** start Working data **

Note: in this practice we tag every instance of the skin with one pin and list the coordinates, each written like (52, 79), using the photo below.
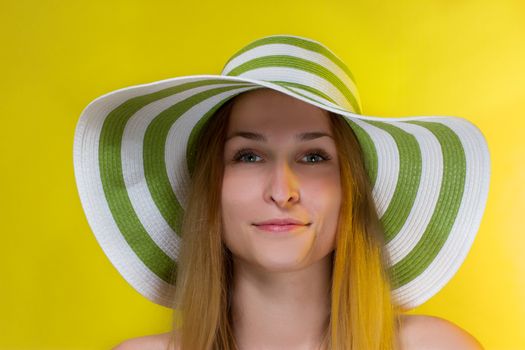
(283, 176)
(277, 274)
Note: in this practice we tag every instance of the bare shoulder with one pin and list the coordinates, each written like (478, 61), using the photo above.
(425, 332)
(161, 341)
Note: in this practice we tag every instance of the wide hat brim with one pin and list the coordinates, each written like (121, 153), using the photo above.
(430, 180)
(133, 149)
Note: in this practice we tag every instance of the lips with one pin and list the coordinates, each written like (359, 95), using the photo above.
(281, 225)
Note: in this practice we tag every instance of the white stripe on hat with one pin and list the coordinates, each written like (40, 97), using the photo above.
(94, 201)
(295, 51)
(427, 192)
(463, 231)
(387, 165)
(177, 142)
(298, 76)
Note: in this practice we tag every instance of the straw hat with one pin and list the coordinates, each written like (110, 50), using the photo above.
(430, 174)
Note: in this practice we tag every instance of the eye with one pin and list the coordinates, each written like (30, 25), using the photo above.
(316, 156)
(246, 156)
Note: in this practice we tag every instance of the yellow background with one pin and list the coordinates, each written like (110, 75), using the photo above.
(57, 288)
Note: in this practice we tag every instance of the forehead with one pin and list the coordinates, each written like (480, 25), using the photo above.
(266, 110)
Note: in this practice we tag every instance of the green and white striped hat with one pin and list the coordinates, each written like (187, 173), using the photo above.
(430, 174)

** end Working data **
** start Working data **

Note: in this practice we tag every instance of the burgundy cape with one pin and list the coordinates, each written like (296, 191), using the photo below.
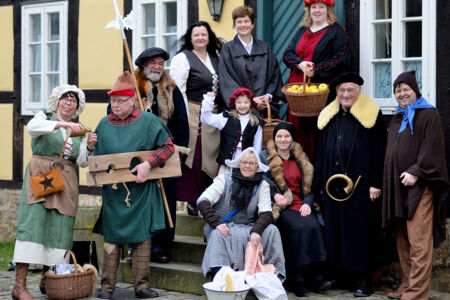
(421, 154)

** end Working data **
** start Working data **

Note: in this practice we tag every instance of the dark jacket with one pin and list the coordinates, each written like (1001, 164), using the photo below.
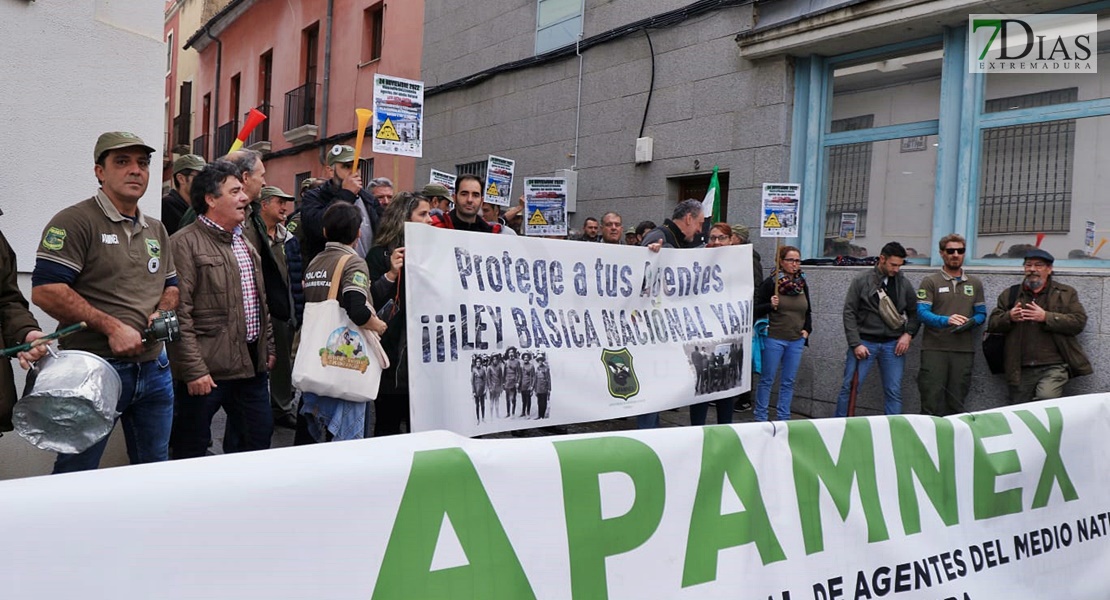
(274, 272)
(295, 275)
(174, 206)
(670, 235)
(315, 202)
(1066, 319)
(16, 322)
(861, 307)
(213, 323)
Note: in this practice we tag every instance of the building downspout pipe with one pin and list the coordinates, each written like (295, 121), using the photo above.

** end Working data **

§ What needs to be done
Find every line in the data above that contains the word "white" and copy each one out in full.

§ Solution to this problem
Note: in this practice we tag every instance of the white stripe on hat with one pin and list the coordinates, each written like (40, 97), using the photo above.
Note: in this practice we tag every instance of the green and white striped hat with one pin and list the coordinates, each written like (187, 173), using the photo above.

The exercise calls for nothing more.